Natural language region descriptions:
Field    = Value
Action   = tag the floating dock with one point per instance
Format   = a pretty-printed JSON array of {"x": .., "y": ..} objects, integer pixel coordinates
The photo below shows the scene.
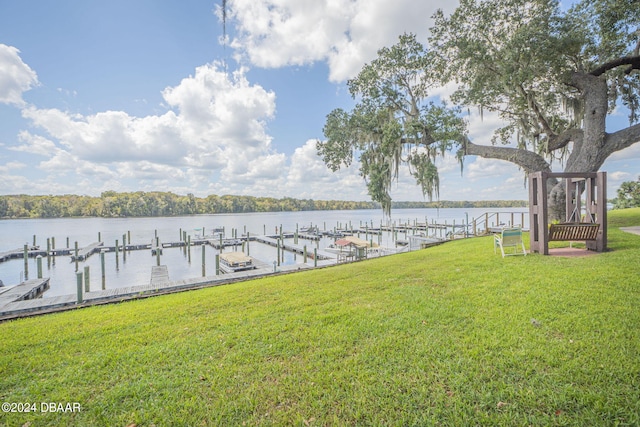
[
  {"x": 159, "y": 275},
  {"x": 87, "y": 251},
  {"x": 22, "y": 308},
  {"x": 292, "y": 247}
]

* **WHAT TO PRODUCE**: Set down every entry above verbatim, without pictures.

* **RESPONSE BELOW**:
Field    = Value
Action   = tag the floating dock with one point per instance
Format   = a pretty-printed JSON array of {"x": .., "y": ..} objects, integer pixel coordinates
The photo below shows the scene.
[
  {"x": 159, "y": 275},
  {"x": 87, "y": 251},
  {"x": 22, "y": 308},
  {"x": 292, "y": 247}
]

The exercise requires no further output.